Article:
○ ○ ○

The tax attorneys at Nardone Law Group continue to monitor the latest developments in the Internal Revenue Service’s (“IRS”) efforts to uncover taxpayers with undisclosed foreign accounts, assets, or entities. In our prior article discussing the Cayman Islands government’s decision to enter an Intergovernmental Agreement with the United States under the Foreign Account Tax Compliance Act (“FATCA”), we explained that certain Cayman Islands-based financial institutions would now be reporting U.S. taxpayers’ accounts to the IRS. This article explains that the IRS—emboldened by the new agreement with the Cayman Islands government—now appears to be focusing on undisclosed Cayman Islands-based bank accounts. In fact, the IRS may be moving more aggressively than usual to obtain information about and build cases against taxpayers who hold secret Cayman Islands-based bank accounts. The IRS’ increased efforts to track down and prosecute noncompliant taxpayers regarding hidden foreign accounts underscores Nardone Law Group’s continued message to taxpayers: the time is now to take advantage of the IRS’ Offshore Voluntary Disclosure Program to come into compliance with federal tax reporting and payment obligations for foreign accounts, assets, and entities.

○ ○ ○

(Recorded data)
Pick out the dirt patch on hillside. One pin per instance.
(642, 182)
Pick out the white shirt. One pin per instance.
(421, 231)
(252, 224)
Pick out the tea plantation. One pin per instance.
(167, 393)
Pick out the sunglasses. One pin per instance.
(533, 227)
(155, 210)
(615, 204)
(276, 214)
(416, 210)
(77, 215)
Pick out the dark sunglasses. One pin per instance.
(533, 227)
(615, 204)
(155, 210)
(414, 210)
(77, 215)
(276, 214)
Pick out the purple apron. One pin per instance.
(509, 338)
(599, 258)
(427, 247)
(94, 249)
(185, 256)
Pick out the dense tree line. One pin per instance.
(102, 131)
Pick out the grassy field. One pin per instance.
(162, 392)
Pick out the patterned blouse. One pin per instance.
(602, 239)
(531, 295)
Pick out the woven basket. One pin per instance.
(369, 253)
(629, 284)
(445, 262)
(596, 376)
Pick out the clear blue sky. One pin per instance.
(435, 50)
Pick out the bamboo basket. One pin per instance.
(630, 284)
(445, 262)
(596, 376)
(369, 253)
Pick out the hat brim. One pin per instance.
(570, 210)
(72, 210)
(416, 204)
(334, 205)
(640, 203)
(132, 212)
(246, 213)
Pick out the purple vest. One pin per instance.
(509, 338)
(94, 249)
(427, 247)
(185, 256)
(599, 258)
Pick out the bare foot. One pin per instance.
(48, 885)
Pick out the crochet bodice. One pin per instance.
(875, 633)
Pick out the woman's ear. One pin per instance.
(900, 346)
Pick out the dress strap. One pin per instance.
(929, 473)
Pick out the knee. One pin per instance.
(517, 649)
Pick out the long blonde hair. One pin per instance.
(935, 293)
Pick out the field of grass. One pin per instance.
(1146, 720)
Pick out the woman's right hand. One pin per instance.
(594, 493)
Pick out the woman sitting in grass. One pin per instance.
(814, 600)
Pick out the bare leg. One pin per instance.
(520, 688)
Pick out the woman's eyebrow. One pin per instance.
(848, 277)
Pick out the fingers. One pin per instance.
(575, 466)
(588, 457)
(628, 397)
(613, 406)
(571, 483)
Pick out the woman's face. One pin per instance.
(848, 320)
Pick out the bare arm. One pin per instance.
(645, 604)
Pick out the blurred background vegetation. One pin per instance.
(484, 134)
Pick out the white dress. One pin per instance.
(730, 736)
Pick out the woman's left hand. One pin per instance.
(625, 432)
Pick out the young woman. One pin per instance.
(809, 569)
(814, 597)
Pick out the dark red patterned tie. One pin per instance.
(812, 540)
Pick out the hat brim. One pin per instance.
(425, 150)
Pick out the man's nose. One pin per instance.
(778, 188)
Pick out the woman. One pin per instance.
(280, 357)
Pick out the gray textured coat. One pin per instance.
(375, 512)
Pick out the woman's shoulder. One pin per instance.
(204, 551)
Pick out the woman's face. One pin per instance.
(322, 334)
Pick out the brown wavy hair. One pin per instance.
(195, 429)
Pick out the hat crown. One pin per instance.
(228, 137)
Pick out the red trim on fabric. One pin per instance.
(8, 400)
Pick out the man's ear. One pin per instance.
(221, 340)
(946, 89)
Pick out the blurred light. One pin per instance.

○ ○ ○

Problems to work on:
1. Answer the following questions about the article on Cayman Islands bank accounts:
(a) Under which act did the Cayman Islands government decide to enter an Intergovernmental Agreement with the United States?
(b) Which program does the article urge taxpayers to use in order to come into compliance?
(c) Which law group's tax attorneys are monitoring the IRS developments?
2. Switch "woman's" to "lady's" in the records, from the line containing "Pick out the gray" through the end of the records, inclusive. Reproduce those lines with everything else unchanged.

Problem solutions:
1.
(a) The Foreign Account Tax Compliance Act ("FATCA").
(b) The IRS' Offshore Voluntary Disclosure Program.
(c) Nardone Law Group.

2.
Pick out the gray textured coat. One pin per instance.
(375, 512)
Pick out the lady's shoulder. One pin per instance.
(204, 551)
Pick out the lady's face. One pin per instance.
(322, 334)
Pick out the brown wavy hair. One pin per instance.
(195, 429)
Pick out the hat crown. One pin per instance.
(228, 137)
Pick out the red trim on fabric. One pin per instance.
(8, 400)
Pick out the man's ear. One pin per instance.
(221, 340)
(946, 89)
Pick out the blurred light. One pin per instance.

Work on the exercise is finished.